(Beginning of Exercise inputs)

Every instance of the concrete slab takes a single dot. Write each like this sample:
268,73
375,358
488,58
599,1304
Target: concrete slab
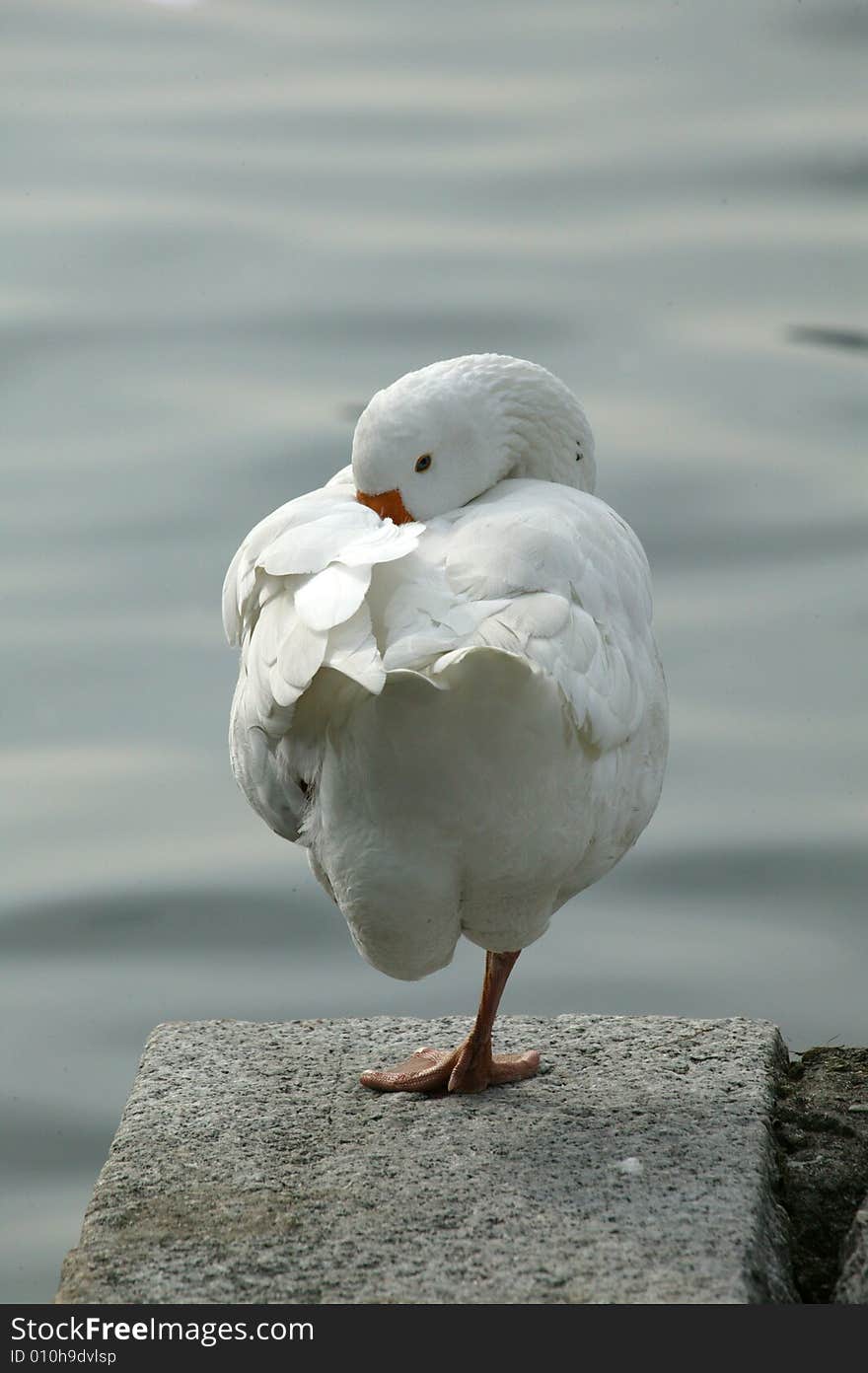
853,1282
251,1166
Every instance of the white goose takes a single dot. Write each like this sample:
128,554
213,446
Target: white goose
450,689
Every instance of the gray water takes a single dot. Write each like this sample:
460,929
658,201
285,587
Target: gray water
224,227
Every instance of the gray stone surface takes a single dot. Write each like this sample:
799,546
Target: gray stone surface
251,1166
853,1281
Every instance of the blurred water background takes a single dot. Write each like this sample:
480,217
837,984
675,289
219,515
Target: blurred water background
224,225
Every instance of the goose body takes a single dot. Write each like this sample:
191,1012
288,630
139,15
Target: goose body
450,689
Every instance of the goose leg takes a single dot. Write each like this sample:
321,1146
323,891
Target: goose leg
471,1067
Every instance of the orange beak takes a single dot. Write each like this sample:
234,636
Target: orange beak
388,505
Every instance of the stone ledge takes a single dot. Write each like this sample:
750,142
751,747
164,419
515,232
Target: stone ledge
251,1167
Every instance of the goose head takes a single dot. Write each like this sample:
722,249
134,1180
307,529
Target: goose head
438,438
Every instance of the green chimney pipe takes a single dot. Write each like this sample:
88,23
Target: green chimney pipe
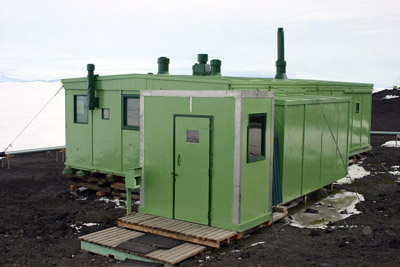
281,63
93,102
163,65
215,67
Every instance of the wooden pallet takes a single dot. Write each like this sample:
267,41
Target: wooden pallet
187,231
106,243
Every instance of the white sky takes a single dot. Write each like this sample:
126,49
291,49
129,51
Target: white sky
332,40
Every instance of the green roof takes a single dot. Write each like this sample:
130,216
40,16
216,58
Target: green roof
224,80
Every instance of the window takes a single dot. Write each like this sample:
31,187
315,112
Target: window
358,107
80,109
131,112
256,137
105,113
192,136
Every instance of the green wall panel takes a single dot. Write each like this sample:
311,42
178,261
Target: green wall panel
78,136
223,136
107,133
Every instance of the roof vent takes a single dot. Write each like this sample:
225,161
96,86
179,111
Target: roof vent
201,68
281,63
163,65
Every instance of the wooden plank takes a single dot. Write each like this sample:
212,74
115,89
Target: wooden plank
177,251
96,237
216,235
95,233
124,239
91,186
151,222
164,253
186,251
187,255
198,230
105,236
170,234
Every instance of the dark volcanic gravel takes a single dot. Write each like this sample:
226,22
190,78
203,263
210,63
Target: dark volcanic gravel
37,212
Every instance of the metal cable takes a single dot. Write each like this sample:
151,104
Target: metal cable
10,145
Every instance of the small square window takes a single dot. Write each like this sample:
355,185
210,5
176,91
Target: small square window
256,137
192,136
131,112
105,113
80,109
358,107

(End of Exercise inputs)

→ Problem:
Print out the whole of the material word for word, without pictures.

→ Problem solution:
Every instance of the concrete slab takes a single dot. Write each like this sample:
268,73
375,358
488,58
599,1304
Target: concrete slab
853,1282
251,1166
Every instance of the white goose takes a single dot. Write each like this sample:
128,554
213,446
Target: white goose
450,689
Every instance of the gray water takes a single dot. Write each like this sample:
460,929
658,201
285,587
Target: gray water
224,227
Every instance of the gray stone surface takes a single dot. Write each like this sample:
799,546
Target: gray stone surface
251,1166
853,1281
Every instance of the blurred water background takes a single dot. Write each like this sample:
480,217
837,984
675,289
219,515
Target: blurred water background
224,225
Every instance of the goose body takes a single dot. Write each like this sample:
191,1012
288,630
139,15
Target: goose body
450,689
Every instance of the goose leg takes a single dot. Write each like this sample:
321,1146
323,891
Target: goose leg
471,1067
Every instance of the orange beak takes a single dot. Write each like this sample:
234,636
Target: orange beak
388,505
Every instance of the stone ledge takes a single dot. Write each like this sample:
750,142
751,747
164,419
515,232
Target: stone ledge
251,1167
Every instance of the goose head takes a single dot. Write each like this sample:
722,249
134,1180
307,529
Target: goose head
438,438
Every instance of the green chimney pipe takes a single dot. Write each like this sample:
88,23
Target: green chimney pipe
281,63
93,102
163,65
215,67
Every instance of the wooden pallet takes a single dot. Write each like this sample:
267,41
Target: wooden pallet
187,231
106,243
Every instance of the white sky takes a single dot. Write each like this sample:
126,49
291,49
129,51
Target: white sky
332,40
Every instance of the green roof takes a single dot. Write each like this sample:
130,216
40,16
216,58
Target: green roof
224,80
Every instance of the window takes a single dot. Write each like this sample:
31,187
315,112
Target: window
358,107
80,109
131,112
256,137
105,113
192,136
Every instance of the green wall panel takes a single dot. Write each like this sample:
311,42
178,261
Target: green wall panel
78,136
223,136
107,133
Every instance of the roof vent takes a single dot. Write each like this sample:
225,161
96,86
179,111
Target: roof vent
201,68
281,63
163,65
Every instance of the wooden plank takes a single dot. Write each like this sample:
212,74
115,89
Target: wooden plank
177,251
96,237
216,235
95,233
124,239
91,186
151,222
164,253
186,251
187,255
198,230
105,236
170,234
Every instance of the dark volcanic gravel takes a single dot. Write each like this sample:
226,22
190,78
203,263
210,63
Target: dark volcanic gravel
37,212
Every instance of the metal cable takes a single dot. Write each like this sample:
151,104
Target: metal cable
10,145
Every instance of the small square window takes a single dot. Write each like this sample:
355,185
210,5
176,91
Target: small square window
256,137
192,136
131,112
105,113
80,109
358,107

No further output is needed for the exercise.